Data records:
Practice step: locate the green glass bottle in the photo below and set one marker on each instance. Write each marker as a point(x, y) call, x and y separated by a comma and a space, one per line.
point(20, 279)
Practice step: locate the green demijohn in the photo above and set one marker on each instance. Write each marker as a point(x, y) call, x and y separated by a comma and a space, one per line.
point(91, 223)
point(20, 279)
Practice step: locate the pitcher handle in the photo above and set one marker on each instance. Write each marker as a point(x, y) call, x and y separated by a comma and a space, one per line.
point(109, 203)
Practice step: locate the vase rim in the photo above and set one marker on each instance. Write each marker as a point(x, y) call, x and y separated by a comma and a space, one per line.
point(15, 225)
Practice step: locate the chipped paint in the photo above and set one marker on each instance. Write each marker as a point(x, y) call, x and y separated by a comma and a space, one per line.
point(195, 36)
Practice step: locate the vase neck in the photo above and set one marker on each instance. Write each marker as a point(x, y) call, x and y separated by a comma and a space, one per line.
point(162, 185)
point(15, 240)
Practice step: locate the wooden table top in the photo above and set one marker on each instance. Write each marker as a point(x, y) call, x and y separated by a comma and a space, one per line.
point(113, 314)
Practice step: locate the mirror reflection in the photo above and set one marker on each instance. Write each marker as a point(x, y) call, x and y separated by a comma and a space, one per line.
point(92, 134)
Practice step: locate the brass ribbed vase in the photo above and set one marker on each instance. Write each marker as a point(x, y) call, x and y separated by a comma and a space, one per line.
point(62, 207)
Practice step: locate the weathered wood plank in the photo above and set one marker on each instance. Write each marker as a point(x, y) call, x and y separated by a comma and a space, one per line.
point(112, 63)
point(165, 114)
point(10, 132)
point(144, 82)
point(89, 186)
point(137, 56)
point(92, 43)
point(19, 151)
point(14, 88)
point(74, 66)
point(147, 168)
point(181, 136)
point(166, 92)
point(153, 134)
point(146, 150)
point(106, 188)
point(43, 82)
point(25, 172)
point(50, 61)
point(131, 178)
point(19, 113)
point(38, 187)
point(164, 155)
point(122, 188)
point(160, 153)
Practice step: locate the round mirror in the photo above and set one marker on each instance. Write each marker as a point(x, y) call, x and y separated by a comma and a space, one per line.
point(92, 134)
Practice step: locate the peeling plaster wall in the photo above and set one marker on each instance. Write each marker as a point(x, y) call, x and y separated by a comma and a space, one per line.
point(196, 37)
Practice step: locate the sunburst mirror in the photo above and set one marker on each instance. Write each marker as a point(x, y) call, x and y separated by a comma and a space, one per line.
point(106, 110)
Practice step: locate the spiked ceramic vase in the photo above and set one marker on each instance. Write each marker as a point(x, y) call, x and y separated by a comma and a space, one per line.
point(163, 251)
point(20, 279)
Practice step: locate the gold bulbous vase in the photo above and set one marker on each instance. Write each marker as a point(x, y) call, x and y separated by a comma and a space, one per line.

Stated exercise:
Exactly reproduce every record.

Expected answer:
Practice step: locate the green glass bottle in the photo below and set one marker on each instance. Write each marker as a point(x, y) call, x and y separated by a comma and a space, one per line.
point(20, 279)
Practice step: locate the green demijohn in the photo above and set one marker on each instance. Write each marker as a point(x, y) call, x and y separated by a comma and a space, one per line.
point(91, 223)
point(20, 279)
Practice step: locate the pitcher handle in the photo above and set one marker on each instance. Write each marker as a point(x, y) call, x and y separated by a comma and a space, one per line.
point(109, 203)
Practice step: locate the vase rim in the photo above and set one marker on each instance. Write each marker as a point(x, y) call, x and y separated by a comma and a space, one per line.
point(15, 225)
Practice step: locate the chipped paint in the photo above and set one marker on each instance. Write each marker as a point(x, y) call, x and y separated by a comma and a space, one per line.
point(195, 36)
Practice step: locate the vase neck in the photo above and set one marker on each instance. Write each marker as a point(x, y) call, x and y separated by a comma and a space, one per line.
point(162, 185)
point(15, 240)
Practice step: locate the wooden table top in the photo above and set one marker on each instance. Write each marker as a point(x, y) call, x and y separated by a comma and a space, one per line.
point(113, 314)
Practice step: locate the mirror reflection in the photo above and set one marker on each instance. Write each marker as a point(x, y) call, x and y separated by a comma and a space, one per line.
point(92, 134)
Practice step: locate the brass ribbed vase in the photo above and set one marker on each instance. Write each marker as a point(x, y) call, x and y separated by a comma and a space, one per line.
point(62, 207)
Practice step: locate the weathered wood plank in the photo above and set one marker on each instance. Write each marker as a point(x, y) call, x and y separated by a comma and a space, one per line.
point(112, 63)
point(165, 114)
point(10, 132)
point(144, 82)
point(89, 186)
point(137, 56)
point(92, 43)
point(19, 151)
point(14, 88)
point(74, 66)
point(147, 168)
point(181, 136)
point(166, 92)
point(153, 134)
point(146, 150)
point(106, 188)
point(43, 82)
point(25, 172)
point(50, 61)
point(131, 178)
point(19, 113)
point(38, 187)
point(164, 155)
point(122, 188)
point(160, 153)
Practice step: locate the round mirror in the photo above and set one marker on each instance. Write each marker as a point(x, y) call, x and y separated by a comma and a space, one per line.
point(92, 134)
Practice step: locate the peeling plaster wall in the photo above and set one marker on each instance. Write each marker as a point(x, y) call, x and y separated by a comma and a space, one per line.
point(196, 37)
Practice step: locate the sunburst mirror in the photo above and set one marker on each instance. Write each marker as a point(x, y) call, x and y separated by a comma and a space, one per line.
point(106, 110)
Practice step: locate the spiked ceramic vase in the photo above and set one marker on each instance. Write each marker as a point(x, y) call, x and y separated by a comma and a space, one per line.
point(163, 251)
point(20, 279)
Practice step: locate the gold bulbous vase in the photo above and set one marker on each instance. Write each marker as a point(x, y) call, x and y separated by a comma and a space, one per line.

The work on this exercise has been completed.